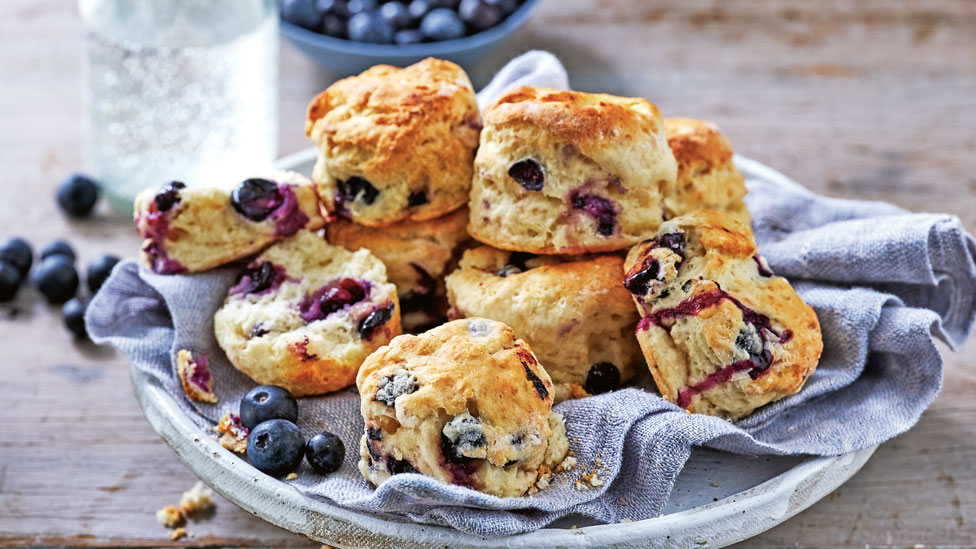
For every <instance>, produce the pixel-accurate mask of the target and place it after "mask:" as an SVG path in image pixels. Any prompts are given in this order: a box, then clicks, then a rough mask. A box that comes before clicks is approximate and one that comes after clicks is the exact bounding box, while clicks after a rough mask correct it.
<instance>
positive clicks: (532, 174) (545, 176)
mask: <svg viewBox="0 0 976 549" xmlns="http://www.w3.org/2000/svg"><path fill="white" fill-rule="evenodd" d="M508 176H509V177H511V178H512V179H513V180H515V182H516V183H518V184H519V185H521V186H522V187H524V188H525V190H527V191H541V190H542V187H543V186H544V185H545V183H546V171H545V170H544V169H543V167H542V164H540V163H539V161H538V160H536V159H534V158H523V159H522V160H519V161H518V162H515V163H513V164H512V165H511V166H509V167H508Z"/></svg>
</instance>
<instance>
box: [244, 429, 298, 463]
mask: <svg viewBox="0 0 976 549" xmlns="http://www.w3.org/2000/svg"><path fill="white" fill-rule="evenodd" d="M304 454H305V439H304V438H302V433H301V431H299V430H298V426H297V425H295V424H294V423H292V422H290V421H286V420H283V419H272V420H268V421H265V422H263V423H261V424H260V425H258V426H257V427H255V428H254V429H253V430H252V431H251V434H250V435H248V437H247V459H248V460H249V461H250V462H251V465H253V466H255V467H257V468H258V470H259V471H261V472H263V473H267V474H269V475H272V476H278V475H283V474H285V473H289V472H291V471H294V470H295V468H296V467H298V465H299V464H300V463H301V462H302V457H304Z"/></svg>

Work order:
A verbatim copy of the records above, without pictures, is required.

Answer to this problem:
For every <instance>, produce the pixel-accurate mask of the target and place it after "mask:" as an SVG path in image pixels. Any prompts are given in this order: a box, then clicks, then a rough mask. A box that comes before clicks is approximate and one that comes after clicks is the exact bounding box, while clicks after a rough mask correct it.
<instance>
positive clicks: (532, 174) (545, 176)
mask: <svg viewBox="0 0 976 549" xmlns="http://www.w3.org/2000/svg"><path fill="white" fill-rule="evenodd" d="M508 176H509V177H511V178H512V179H513V180H515V182H516V183H518V184H519V185H521V186H522V187H524V188H525V190H527V191H541V190H542V187H543V186H544V185H545V183H546V171H545V170H544V169H543V167H542V164H540V163H539V161H538V160H536V159H534V158H523V159H522V160H519V161H518V162H515V163H513V164H512V165H511V166H509V167H508Z"/></svg>
</instance>
<instance>
box: [244, 429, 298, 463]
mask: <svg viewBox="0 0 976 549" xmlns="http://www.w3.org/2000/svg"><path fill="white" fill-rule="evenodd" d="M304 454H305V439H304V438H302V433H301V431H299V430H298V426H297V425H295V424H294V423H292V422H290V421H286V420H283V419H272V420H268V421H265V422H263V423H261V424H260V425H258V426H257V427H255V428H254V429H253V430H252V431H251V434H250V435H248V437H247V459H248V460H249V461H250V462H251V465H253V466H255V467H257V468H258V470H259V471H261V472H263V473H267V474H269V475H272V476H278V475H283V474H285V473H289V472H291V471H294V470H295V468H296V467H298V465H299V464H300V463H301V462H302V457H304Z"/></svg>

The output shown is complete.